§ **READING PASSAGE**:
/---
Case ID: f2d_305/html/0658-01.html
Source: Caselaw Access Project
Author: {"author": "JONES, Circuit Judge.", "license": "Public Domain", "url": "https://static.case.law/"}
Date Created: 2024-08-24T03:29:51.129683

Wallace H. HAWKINS, Appellant, v. UNITED STATES of America, Appellee.
    No. 19295.
    United States Court of Appeals Fifth Circuit.
    July 26, 1962.
    Larry E. Temple, Austin, Tex., for appellant.
    Clinton Ashmore, U. S. Atty., Edward L. Stahley, Asst. U. S. Atty., Richard W. Ervin, III, Asst. U. S. Atty., Tallahassee, Fla., for appellee.
    Before CAMERON, JONES and GEWIN, Circuit Judges.
   JONES, Circuit Judge.

This case was before us on a former appeal. Belvin v. United States, 5th Cir. 1960, 273 F.2d 583. The charge of which the appellant was convicted was that, in furtherance of a scheme to defraud insurance companies by faked automobile accidents, he caused Charles E. McLeod to receive a collect telephone call. Two questions are presented on appeal. The first of these is that the record does not show that the indictment was returned in open court as ' is required by Rule 6(f) of the Federal Rules of Criminal Procedure, 18 U.S.C.A. See 4 Wharton, Criminal Law and Procedure, 12th ed. §§ 1739-1740. The record was subsequently supplemented as authorized by the rules. Rule 75(h), Fed.Rules Civ. Proc., 28 U.S.C.A.; Rule 39(b) (1), Fed. Rules Crim.Proc. See the related case of Glenn et al. v. United States, 5 Cir., 303 F.2d 536, where the same question was raised and where the record was supplemented and corrected as has been done in this case.
\---
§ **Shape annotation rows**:
/---
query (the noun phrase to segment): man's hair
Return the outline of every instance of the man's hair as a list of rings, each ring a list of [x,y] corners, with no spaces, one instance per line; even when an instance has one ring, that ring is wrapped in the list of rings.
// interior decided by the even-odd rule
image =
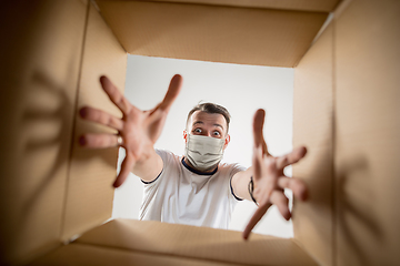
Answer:
[[[228,112],[228,110],[219,104],[216,103],[199,103],[198,105],[196,105],[192,110],[190,110],[189,114],[188,114],[188,119],[187,119],[187,126],[189,123],[189,120],[191,117],[191,115],[196,112],[196,111],[201,111],[201,112],[206,112],[206,113],[217,113],[217,114],[222,114],[223,117],[227,121],[227,132],[229,130],[229,122],[230,122],[230,113]]]

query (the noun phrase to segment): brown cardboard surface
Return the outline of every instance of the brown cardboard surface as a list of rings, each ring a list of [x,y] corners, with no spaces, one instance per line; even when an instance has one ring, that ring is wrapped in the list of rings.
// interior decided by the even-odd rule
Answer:
[[[296,66],[328,13],[147,1],[97,1],[132,54]]]
[[[337,265],[400,262],[400,2],[336,20]]]
[[[216,263],[204,259],[182,258],[169,255],[138,253],[127,249],[100,247],[86,244],[70,244],[36,260],[30,266],[114,266],[114,265],[162,265],[162,266],[228,266],[239,264]]]
[[[293,165],[310,198],[293,204],[294,239],[321,265],[332,265],[333,27],[328,25],[294,70],[293,146],[308,154]]]
[[[0,9],[0,264],[60,245],[86,7],[3,1]]]
[[[78,110],[84,105],[121,116],[120,111],[102,91],[99,78],[108,75],[122,91],[127,69],[127,53],[113,37],[96,8],[90,4]],[[72,158],[67,184],[66,216],[62,239],[68,239],[111,217],[118,149],[82,149],[79,136],[83,133],[116,133],[102,125],[77,117],[73,132]]]
[[[131,0],[122,0],[131,1]],[[139,0],[148,2],[179,2],[241,8],[284,9],[332,12],[340,0]]]
[[[116,219],[84,233],[79,244],[246,265],[316,265],[291,239],[241,232]]]

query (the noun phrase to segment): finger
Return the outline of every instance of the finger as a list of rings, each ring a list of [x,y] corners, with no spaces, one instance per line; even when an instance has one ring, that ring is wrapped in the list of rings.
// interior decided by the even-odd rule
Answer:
\---
§ **WHAT IS ASKED**:
- A) Repeat the court opinion word for word, in full.
- B) Reproduce the rows from the line with "query (the noun phrase to segment): finger" up to and including the final line of the rows, copying them exactly.
The court opinion and the rows were taken from unrelated sources.

§ **ANSWERS IN ORDER**:
- A)
Case ID: f2d_305/html/0658-01.html
Source: Caselaw Access Project
Author: {"author": "JONES, Circuit Judge.", "license": "Public Domain", "url": "https://static.case.law/"}
Date Created: 2024-08-24T03:29:51.129683

Wallace H. HAWKINS, Appellant, v. UNITED STATES of America, Appellee.
    No. 19295.
    United States Court of Appeals Fifth Circuit.
    July 26, 1962.
    Larry E. Temple, Austin, Tex., for appellant.
    Clinton Ashmore, U. S. Atty., Edward L. Stahley, Asst. U. S. Atty., Richard W. Ervin, III, Asst. U. S. Atty., Tallahassee, Fla., for appellee.
    Before CAMERON, JONES and GEWIN, Circuit Judges.
   JONES, Circuit Judge.

This case was before us on a former appeal. Belvin v. United States, 5th Cir. 1960, 273 F.2d 583. The charge of which the appellant was convicted was that, in furtherance of a scheme to defraud insurance companies by faked automobile accidents, he caused Charles E. McLeod to receive a collect telephone call. Two questions are presented on appeal. The first of these is that the record does not show that the indictment was returned in open court as ' is required by Rule 6(f) of the Federal Rules of Criminal Procedure, 18 U.S.C.A. See 4 Wharton, Criminal Law and Procedure, 12th ed. §§ 1739-1740. The record was subsequently supplemented as authorized by the rules. Rule 75(h), Fed.Rules Civ. Proc., 28 U.S.C.A.; Rule 39(b) (1), Fed. Rules Crim.Proc. See the related case of Glenn et al. v. United States, 5 Cir., 303 F.2d 536, where the same question was raised and where the record was supplemented and corrected as has been done in this case.

- B)
query (the noun phrase to segment): finger
Return the outline of every instance of the finger as a list of rings, each ring a list of [x,y] corners, with no spaces, one instance per line; even when an instance has one ring, that ring is wrapped in the list of rings.
// interior decided by the even-odd rule
Answer:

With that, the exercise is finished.